Обязательное задание A =
Кто, согласно фрагменту о памятнике Гоголю, изготовил памятник, поставленный на место старого?
Обязательное задание B =
Продолжите фрагмент о памятнике Гоголю, начав сразу после его последнего предложения.

Фрагмент текста =

•••

Советское начальство в середине века распорядилось убрать старый памятник, так как «образ великого русского писателя-реалиста трактован Андреевым глубоко ошибочно, в мистико-пессимистическом плане» (БСЭ). Место скорбной фигуры человека, отчаявшегося разорвать «страшную тину мелочей, опутавших нашу жизнь», и обрести «величавый гром других речей», занял бесшабашно развеселый и классически столпообразный истукан. Его изготовил человек, которого звали Николаем Васильевичем (Томским). И в этом совпадении имен гениально-безумного страдальца и бездарно-преуспевающего штукатурных дел мастера, отлившего в память о Гоголе свою очередную чугунную кеглю, ощущается какой-то гоголевский кошмар, какое-то проклятье, тяготеющее над Гоголем.

•••

Блок данных =
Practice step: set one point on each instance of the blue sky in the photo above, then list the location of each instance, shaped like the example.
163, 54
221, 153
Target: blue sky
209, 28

•••

Ответ к упражнению A =
Николай Васильевич Томский.

Ответ к упражнению B =
Ну, а в том, что художественные вкусы и представления о величии дореволюционного обывателя и социалистических законодателей совпали, странного ничего, конечно, нет, ибо обыватели-чиновники и стали теперь правящим сословием, они-то и отомстили Гоголю и за «кувшинное рыло», и за Ляпкина-Тяпкина…
Меня в детстве андреевский памятник немного пугал - и необычными фонарями, стоящими на лапах бронзовых грифонов, и барельефами гротескных персонажей Гоголя… Но гораздо позднее я понял, что в этом памятнике Гоголь выражен несравненно глубже и сильнее, чем, скажем, Пушкин в прославленном опекушинском памятнике. Решение монументальной фигуры у Опекушина банально-классическое, на его постамент можно поставить и Лермонтова, и Грибоедова, и того же Гоголя, и даже самого Опекушина…
В андреевском памятнике постамент и статуя составляют одно целое: изможденное лицо писателя, опущенная голова, сгорбленная фигура с накинутым плащом, кресло, в котором он сидит, незаметно переходят в траурный черный камень, из которого как бы выползают уродцы, созданные больной фантазией художника. Вынуть из этого кресла Гоголя и посадить на его место, скажем, Кутузова или Островского - невозможно!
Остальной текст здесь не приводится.